You remember that in the first quarter of 2014, Hawaii Gas EBITDA declined by 4.6% versus Q1 2013. We attributed that decline to supply chain disruptions and historically anomalous commodity fluctuations, and said that we were confident the business would rebound.
Some of you rightly asked whether Hawaii Gas had lost its mojo. Happily, the business did rebound, and Hawaii Gas EBITDA was up 31.3% in the second quarter versus the first quarter -- versus the second quarter of last year. Year-to-date Hawaii Gas EBITDA is up 10.5% versus the first half of 2013 and the business clearly has its mojo back. Jay has asked me to remind you that mojo is a non-GAAP term.
The headline 5.6% increase in both the volume of gas sold in the non-utility portion of the business reflects both the outright increase in volume and the change in customer tank inventory levels. Excluding the change in customer tank inventory levels, the volume increase was 3.1%.
Said another way, the volume of gas sold in the quarter includes that which was consumed in the current and prior quarters in which the tanks were not filled as much. This is a normal consequence of the volatility of supply. If local supplies are not particularly stable, then tank left fill levels will be allowed to drop lower in order to accommodate the influx of large shipments from off-island sources.
As a result of the improved stability in local supplies of propane, Hawaii Gas sourced a considerably smaller portion of its total propane sold in the second quarter from off-island sources as compared with the second quarter in 2013, and indeed as compared with the first quarter of this year.
The risk of future supply interruptions in local supplies remains however. In an effort to mitigate this risk, Hawaii Gas will continue to develop additional storage capacity that will provide it with large reserve and the ability to accept larger off-island shipments. In addition to improving the businesses ability to meet local demand, the increased capacity makes it possible for Hawaii Gas to lower its unit cost of purchasing propane from off-island sources.
With our first quarter results, we were able to report that Hawaii Gas had begun moving shipments of LNG from the U.S. mainland to Hawaii. The LNG is being used as a backup supplement to the locally sourced synthetic natural gas. Hawaii Gas distributes via the regulated side of the business. We characterize that as Phase I in our LNG strategy.

(Tasks to perform):
**1.** Answer these from the Hawaii Gas excerpt:
(a) By what percentage did Hawaii Gas EBITDA decline in the first quarter of 2014 compared with the first quarter of 2013?
(b) Leaving out the change in customer tank inventory levels, what was the volume increase?
(c) What is the LNG shipped from the U.S. mainland being used as?
**2.** Please write the next part of the Hawaii Gas excerpt, starting after its last sentence.
The material after this has no connection to the Hawaii Gas excerpt.

(Data lines):
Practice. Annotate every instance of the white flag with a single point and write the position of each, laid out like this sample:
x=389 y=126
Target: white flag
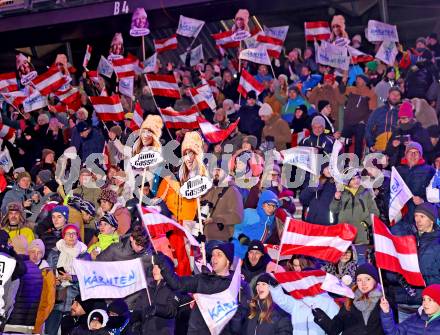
x=189 y=27
x=196 y=55
x=399 y=195
x=334 y=285
x=104 y=67
x=219 y=308
x=150 y=63
x=387 y=52
x=255 y=55
x=109 y=280
x=305 y=158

(Responses):
**1.**
(a) 4.6%
(b) 3.1%
(c) A backup supplement to the locally sourced synthetic natural gas

**2.**
We continue to work with Hawaii Gas and local stakeholders in the second quarter to progress Phase II and Phase III of our LNG strategy; increased use of containerized LNG in Phase II, and bulk storage of LNG in Phase III. We’re making solid progress on Phase II. On Phase III, the bulk LNG program I would characterize our efforts as ongoing predevelopment work. We’re working closely with the state, the Hawaiian regulators and like mind in stakeholders to speed the process up and eliminate roadblocks.
Deployment of capital at Hawaii Gas and development of our LNG strategy has the potential to generate a step function increase in the cash generating capacity of this business. As I’ve said before, the Phase III effort would add 50% or more to the earnings of the business or while lowering energy costs for customers and improving the environment.
While we continue to advance our LNG strategy, we wouldn’t ignore all more conventions means of driving value at Hawaii Gas. At this point we envisage pursuing the right case on behalf of the regulated portion of the business in 2015 with an expectation that new rates would be effective sometime in 2016.
Our last rate case filing was in 2008 with an effective date in 2009. We have maintained that rate structure for perhaps longer than we should have and the business is now under-earning relative to its allowable rate of return. However it’s been important to demonstrate our commitment to the fair and equitable treatment of the right payers in Hawaii.
Last quarter we characterized the performance of Hawaii Gas as a temporary step backward. It’s clear through the middle of the year that the business is back on track with respect to existing operations, and we’re pressing forward with our primary growth initiative large scale bulk LNG storage.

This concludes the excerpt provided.